Short exercise: How many lines of the following records contain the word "below"? Reply with the number alone.

Records shown:
__________________________________________________

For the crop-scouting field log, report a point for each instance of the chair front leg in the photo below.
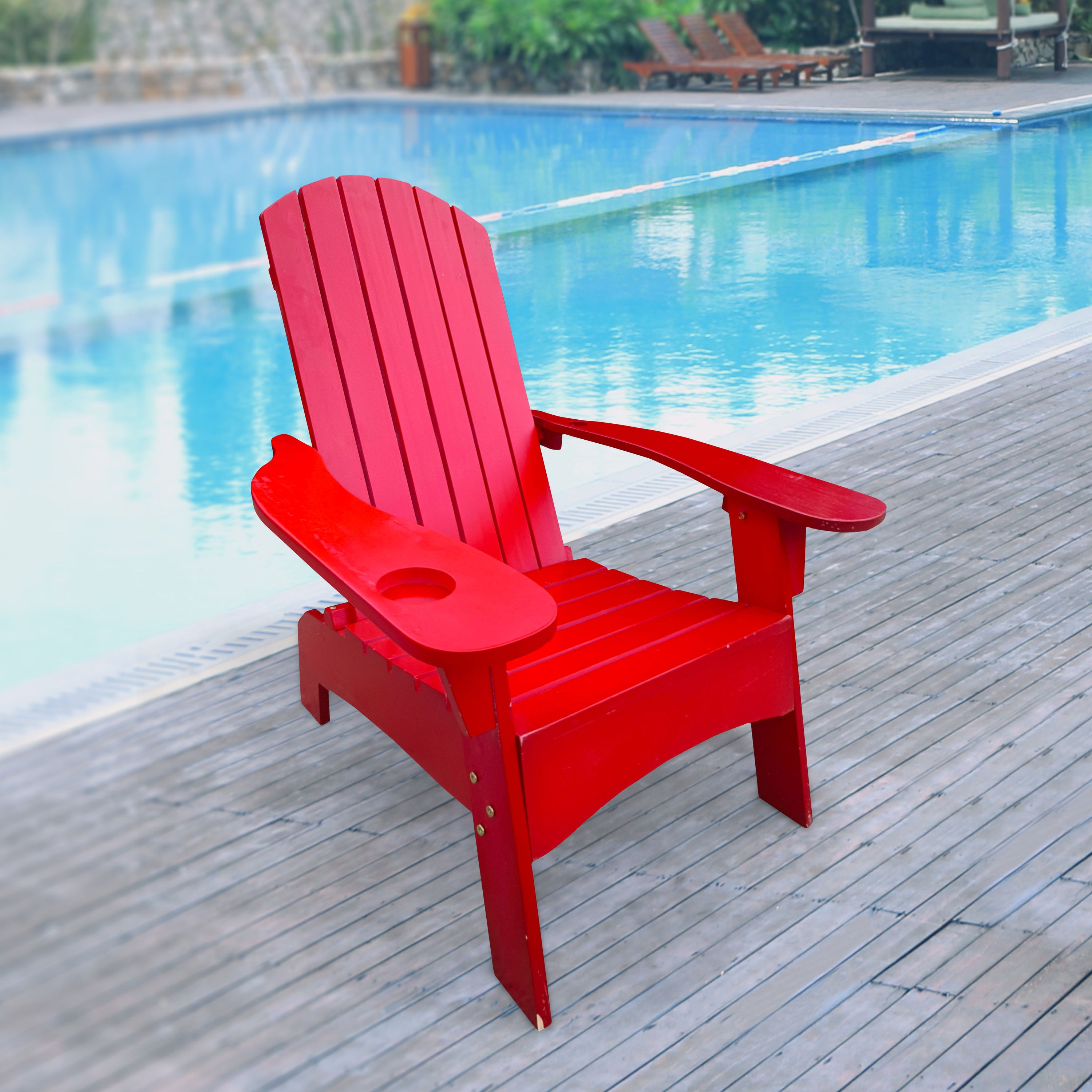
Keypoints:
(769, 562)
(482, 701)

__________________________________________________

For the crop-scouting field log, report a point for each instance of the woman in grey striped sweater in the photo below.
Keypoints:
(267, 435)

__________________________________________________

Correct result: 2